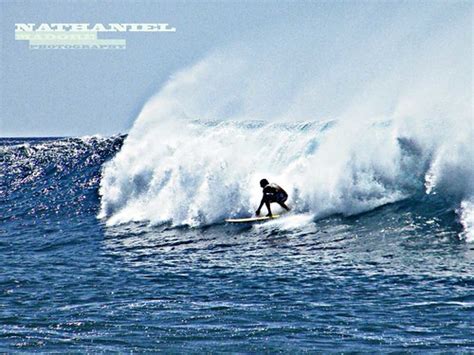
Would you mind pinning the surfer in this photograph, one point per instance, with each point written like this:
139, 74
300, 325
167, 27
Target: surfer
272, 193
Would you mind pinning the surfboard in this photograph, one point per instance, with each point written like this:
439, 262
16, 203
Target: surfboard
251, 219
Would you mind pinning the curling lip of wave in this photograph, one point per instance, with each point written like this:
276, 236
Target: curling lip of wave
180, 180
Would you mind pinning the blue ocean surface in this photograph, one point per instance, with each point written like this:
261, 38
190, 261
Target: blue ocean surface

==

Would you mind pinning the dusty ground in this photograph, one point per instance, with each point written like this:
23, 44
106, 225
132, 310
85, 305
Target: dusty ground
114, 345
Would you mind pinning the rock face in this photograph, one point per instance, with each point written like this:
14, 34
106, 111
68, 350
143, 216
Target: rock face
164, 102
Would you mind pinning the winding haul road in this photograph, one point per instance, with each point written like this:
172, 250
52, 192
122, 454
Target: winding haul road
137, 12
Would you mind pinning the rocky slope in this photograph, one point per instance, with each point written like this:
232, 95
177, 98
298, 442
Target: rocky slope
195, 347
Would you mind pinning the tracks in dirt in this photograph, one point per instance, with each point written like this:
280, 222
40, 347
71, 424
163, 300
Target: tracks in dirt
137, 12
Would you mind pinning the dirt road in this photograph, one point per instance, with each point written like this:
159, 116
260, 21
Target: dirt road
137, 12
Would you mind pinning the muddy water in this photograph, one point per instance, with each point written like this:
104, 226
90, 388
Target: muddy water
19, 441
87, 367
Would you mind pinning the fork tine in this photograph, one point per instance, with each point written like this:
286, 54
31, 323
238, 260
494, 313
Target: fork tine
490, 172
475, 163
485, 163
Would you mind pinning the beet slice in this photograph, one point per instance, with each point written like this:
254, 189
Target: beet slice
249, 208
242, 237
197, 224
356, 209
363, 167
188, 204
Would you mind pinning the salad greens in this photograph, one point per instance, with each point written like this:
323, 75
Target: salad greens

▶ _EXERCISE OBJECTIVE_: Where a line of the entries above holds the word "salad", return that line.

▶ _SOLVED PROBLEM_:
Would you mind pinning the salad greens in this photograph, one point per instance, with each point written like this:
Target: salad greens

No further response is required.